Start of Supplied entries
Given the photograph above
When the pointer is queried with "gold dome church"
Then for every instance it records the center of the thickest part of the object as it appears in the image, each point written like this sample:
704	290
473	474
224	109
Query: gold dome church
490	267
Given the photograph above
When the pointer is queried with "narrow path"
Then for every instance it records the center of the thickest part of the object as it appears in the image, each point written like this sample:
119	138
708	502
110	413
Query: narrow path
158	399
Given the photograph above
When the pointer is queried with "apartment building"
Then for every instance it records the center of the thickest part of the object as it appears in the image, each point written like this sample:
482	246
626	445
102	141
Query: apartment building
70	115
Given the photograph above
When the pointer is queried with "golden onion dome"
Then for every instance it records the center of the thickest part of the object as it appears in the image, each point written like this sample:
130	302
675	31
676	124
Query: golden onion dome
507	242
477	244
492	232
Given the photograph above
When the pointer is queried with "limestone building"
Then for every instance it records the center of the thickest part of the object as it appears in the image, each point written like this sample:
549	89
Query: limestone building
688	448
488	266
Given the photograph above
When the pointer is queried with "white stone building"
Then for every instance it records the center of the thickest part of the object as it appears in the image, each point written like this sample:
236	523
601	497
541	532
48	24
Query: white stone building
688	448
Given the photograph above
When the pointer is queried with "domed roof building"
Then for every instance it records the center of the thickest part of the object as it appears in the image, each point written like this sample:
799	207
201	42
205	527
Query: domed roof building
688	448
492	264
End of Supplied entries
## Task details
Looking at each line of the records, count the ones where the word "with" appears, and report only the count.

## Answer area
7